====== Stored records
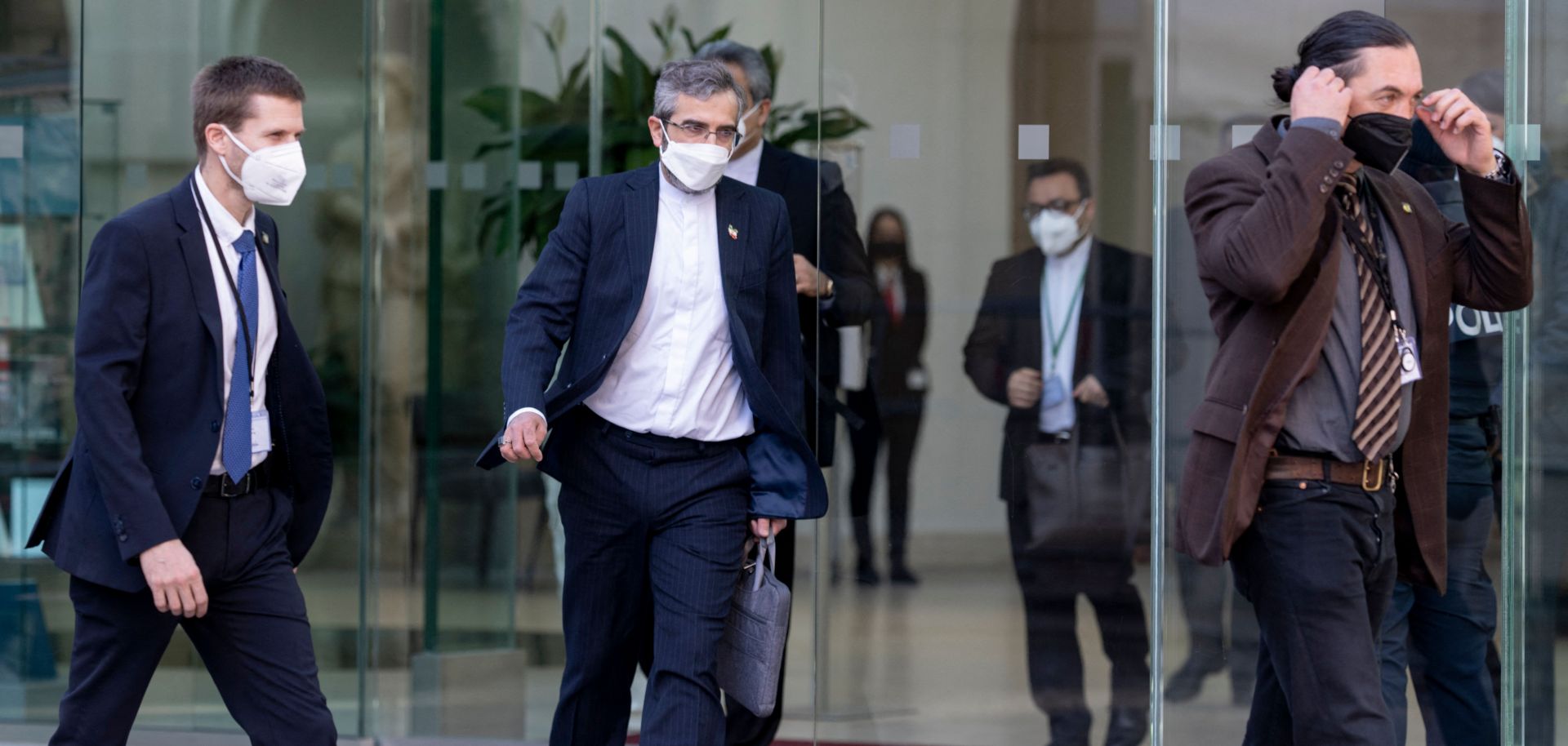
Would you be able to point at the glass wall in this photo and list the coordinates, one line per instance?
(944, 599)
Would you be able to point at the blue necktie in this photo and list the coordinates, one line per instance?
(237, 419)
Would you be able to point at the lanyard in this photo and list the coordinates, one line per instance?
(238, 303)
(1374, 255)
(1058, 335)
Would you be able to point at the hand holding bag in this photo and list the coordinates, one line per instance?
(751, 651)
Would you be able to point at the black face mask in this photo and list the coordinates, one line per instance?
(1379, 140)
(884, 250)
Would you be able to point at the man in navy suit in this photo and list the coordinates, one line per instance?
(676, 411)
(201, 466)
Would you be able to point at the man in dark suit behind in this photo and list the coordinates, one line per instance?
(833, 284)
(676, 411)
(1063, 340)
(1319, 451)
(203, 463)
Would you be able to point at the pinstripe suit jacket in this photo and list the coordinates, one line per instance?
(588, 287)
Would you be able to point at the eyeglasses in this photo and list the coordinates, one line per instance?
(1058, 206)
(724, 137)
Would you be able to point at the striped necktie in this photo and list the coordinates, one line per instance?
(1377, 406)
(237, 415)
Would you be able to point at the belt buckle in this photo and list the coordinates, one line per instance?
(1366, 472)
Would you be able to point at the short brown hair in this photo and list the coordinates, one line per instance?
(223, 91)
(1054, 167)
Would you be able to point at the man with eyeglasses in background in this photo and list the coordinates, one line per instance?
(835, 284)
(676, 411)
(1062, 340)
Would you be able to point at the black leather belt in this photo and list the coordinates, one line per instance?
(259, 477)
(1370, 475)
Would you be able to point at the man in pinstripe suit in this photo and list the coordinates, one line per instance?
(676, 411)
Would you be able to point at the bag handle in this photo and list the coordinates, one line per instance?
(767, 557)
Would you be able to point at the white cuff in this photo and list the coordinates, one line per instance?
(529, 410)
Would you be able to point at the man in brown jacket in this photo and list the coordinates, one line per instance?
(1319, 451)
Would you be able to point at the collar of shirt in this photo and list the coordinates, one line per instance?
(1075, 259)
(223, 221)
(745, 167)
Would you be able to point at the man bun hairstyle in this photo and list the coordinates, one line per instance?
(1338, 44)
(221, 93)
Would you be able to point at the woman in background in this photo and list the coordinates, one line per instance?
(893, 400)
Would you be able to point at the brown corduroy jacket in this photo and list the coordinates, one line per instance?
============
**Set exercise**
Please copy out everything from the line that contains "Would you be able to point at the woman" down to the end of the rows above, word for word.

**Output of the task**
Would you be able to point at the woman in background in this photo and list the coordinates, one line per instance?
(893, 400)
Would you be able to point at the brown corduroy jacket in this photo and list the coordinates, one line per instance?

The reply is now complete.